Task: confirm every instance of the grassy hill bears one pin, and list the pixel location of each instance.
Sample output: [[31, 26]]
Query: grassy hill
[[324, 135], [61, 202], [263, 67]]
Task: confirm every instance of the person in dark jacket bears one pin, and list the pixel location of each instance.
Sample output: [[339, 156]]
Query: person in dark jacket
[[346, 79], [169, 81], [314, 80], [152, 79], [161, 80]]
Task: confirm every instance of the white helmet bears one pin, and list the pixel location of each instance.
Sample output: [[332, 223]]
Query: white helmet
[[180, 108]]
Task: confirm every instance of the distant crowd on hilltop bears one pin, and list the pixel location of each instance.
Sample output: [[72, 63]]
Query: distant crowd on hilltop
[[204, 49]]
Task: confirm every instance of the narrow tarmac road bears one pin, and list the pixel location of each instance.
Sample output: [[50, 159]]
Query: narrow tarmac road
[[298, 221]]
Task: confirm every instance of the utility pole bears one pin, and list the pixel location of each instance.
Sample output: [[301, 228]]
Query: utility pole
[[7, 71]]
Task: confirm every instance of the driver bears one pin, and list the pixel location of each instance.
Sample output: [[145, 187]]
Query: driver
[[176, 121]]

• • • • • • •

EXERCISE AIM:
Give back each entry exactly as it was written.

SOLUTION TO THIS PROBLEM:
Task: confirm every instance of the grassy hill bears one pin, and list the pixel location of each instance.
Sample output: [[31, 26]]
Query: grassy hill
[[324, 135], [61, 202], [263, 67]]
Task: confirm every instance of the person in dark jacket bears one pin, and list the pixel location of each instance.
Sample output: [[339, 156]]
Query: person in dark jacket
[[346, 79], [169, 81], [314, 80], [152, 79], [161, 80]]
Task: confirm every instance of the white helmet bears one pin, and list the pixel location of each instance.
Sample output: [[332, 223]]
Query: white helmet
[[180, 108]]
Task: confirm every instance of the distant crowd on hilltop bears one pin, and list the pixel location of each instance.
Sample output: [[72, 63]]
Query: distant crowd on hilltop
[[204, 49]]
Task: confirm every instance of the narrow tarmac road bears one pin, and list the pixel location of each instance.
Sample output: [[50, 159]]
Query: narrow tarmac road
[[298, 221]]
Task: confirm every instance of the utility pole bears one pin, and list the pixel location of each instance.
Sample output: [[301, 228]]
Query: utility pole
[[7, 71]]
Task: confirm every instance of the driver bears one pin, and list the pixel location of each instance.
Sample output: [[145, 187]]
Query: driver
[[176, 121]]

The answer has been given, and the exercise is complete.